▶ [Page extract]
--------------------

The Event Store is the database that stores all events and model state. Bitcoin Crawler supports multiple database backends with automatic schema management - you control the database, framework handles everything else.


What is Event Store?

Event Store persists:

  • Events: Immutable records of all state changes
  • Model State: Current state derived from events
  • Metadata: Block heights, timestamps, versions

Your models generate events → Framework stores in Event Store → State reconstructed from events.

Storage Flow

┌─────────────────────────────────────────────────────────┐
│ Event Store Architecture │
└─────────────────────────────────────────────────────────┘

Model generates event


┌──────────────────┐
│ Event Store │ Framework manages
│ Component │
└──────────────────┘


┌──────────────────┐
│ Database │ You configure and control
│ (SQLite/ │
│ Postgres/ │
│ IndexedDB) │
└──────────────────┘

├────────────────┬──────────────────┐
▼ ▼ ▼
┌────────────┐ ┌────────────┐ ┌────────────┐
│ Events │ │ State │ │ Metadata │
│ Table │ │ Snapshots │ │ Tables │
└────────────┘ └────────────┘ └────────────┘

Supported Databases

SQLite

File-based database, perfect for development and smaller deployments.

Advantages:

  • Single file, easy to manage
  • Zero configuration
  • Fast for moderate data
  • Easy backups (copy file)
  • No separate server needed
  • Works on desktop applications

Best for:

  • Development and testing
  • Small to medium projects (< 1M events)

--------------------

▶ [Collected material]
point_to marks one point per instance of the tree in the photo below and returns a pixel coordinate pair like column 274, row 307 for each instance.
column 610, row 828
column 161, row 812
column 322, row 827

--------------------

▶ [List of tasks]
a: Translate this sentence from the Event Store documentation into Spanish: "The Event Store is the database that stores all events and model state."
b: Continue the Event Store documentation from the point where it stops.

▶ [Responses to the exercise]
a: El Event Store es la base de datos que almacena todos los eventos y el estado del modelo.

b:
  • Desktop applications
  • Single-server deployments
  • Quick prototypes

Limitations:

  • Single writer (no concurrent writes from multiple processes)
  • Limited for very large datasets
  • No built-in replication

Configuration: Just specify file path - framework creates and manages database.

PostgreSQL

Production-grade relational database for larger deployments.

Advantages:

  • Handles millions of events
  • Excellent performance for large datasets
  • Concurrent access from multiple applications
  • Advanced indexing
  • Replication support
  • Connection pooling
  • Industry-standard

Best for:

  • Production deployments
  • Large datasets (> 1M events)
  • High query volume
  • Multiple indexers sharing database server
  • When you need replication
  • Enterprise applications

Requirements:

  • PostgreSQL server running
  • Database created
  • User with appropriate permissions

Configuration: Provide connection settings (host, port, username, password, database name).

IndexedDB

Browser-based storage for client-side applications.

Advantages:

  • Works in browser without server
  • Client-side privacy (data never leaves browser)
  • No server costs
  • Offline-capable

Limitations:

  • Storage quota limits (browser-dependent)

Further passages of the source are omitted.